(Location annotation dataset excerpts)
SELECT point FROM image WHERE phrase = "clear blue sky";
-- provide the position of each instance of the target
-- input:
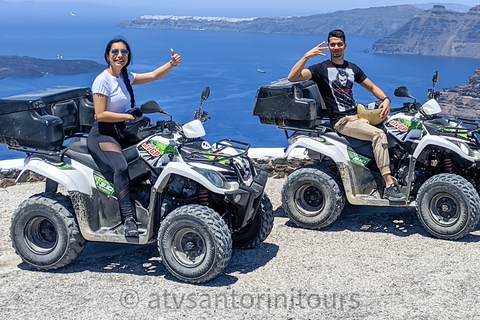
(249, 8)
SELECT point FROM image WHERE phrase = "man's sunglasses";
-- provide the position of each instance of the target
(124, 52)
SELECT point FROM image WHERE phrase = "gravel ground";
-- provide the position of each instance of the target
(370, 264)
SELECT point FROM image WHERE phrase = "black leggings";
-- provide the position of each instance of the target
(107, 150)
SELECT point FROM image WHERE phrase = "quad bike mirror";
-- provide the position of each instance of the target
(203, 116)
(402, 92)
(205, 94)
(435, 79)
(150, 107)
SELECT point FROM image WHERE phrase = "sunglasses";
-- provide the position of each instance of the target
(124, 52)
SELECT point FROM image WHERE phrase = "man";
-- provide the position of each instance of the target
(335, 78)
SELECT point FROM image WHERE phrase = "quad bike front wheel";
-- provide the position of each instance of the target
(448, 206)
(195, 243)
(44, 231)
(312, 198)
(256, 230)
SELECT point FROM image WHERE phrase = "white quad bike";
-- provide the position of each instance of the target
(194, 200)
(434, 158)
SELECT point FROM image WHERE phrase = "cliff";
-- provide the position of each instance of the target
(14, 66)
(463, 100)
(372, 22)
(436, 32)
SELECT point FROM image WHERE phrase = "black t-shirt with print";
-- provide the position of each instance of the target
(335, 83)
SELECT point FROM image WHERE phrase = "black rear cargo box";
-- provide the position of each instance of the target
(43, 118)
(285, 103)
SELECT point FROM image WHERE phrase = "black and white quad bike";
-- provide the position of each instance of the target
(196, 201)
(435, 160)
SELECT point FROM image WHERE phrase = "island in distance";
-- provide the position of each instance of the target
(16, 66)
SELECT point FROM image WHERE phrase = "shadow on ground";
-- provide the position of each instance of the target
(400, 221)
(145, 261)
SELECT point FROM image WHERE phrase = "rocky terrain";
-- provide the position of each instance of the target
(463, 100)
(436, 32)
(15, 66)
(371, 22)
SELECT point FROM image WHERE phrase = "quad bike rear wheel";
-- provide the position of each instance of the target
(448, 206)
(195, 243)
(256, 230)
(44, 231)
(312, 198)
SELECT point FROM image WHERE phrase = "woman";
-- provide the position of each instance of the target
(112, 98)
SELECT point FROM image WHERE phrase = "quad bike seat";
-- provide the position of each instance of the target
(77, 150)
(359, 146)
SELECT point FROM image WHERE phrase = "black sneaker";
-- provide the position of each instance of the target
(131, 229)
(392, 193)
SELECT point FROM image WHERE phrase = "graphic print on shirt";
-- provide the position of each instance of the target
(341, 81)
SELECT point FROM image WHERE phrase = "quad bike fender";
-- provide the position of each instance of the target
(321, 145)
(66, 175)
(185, 170)
(447, 144)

**Directions:** Find each line in the listing above that contains the string "shirt", and copy those lines in order.

**Result for this exercise:**
SELECT point FROM image WHERE phrase = "black t-shirt with print";
SELECT point FROM image WHERE phrase = "graphic print on shirt";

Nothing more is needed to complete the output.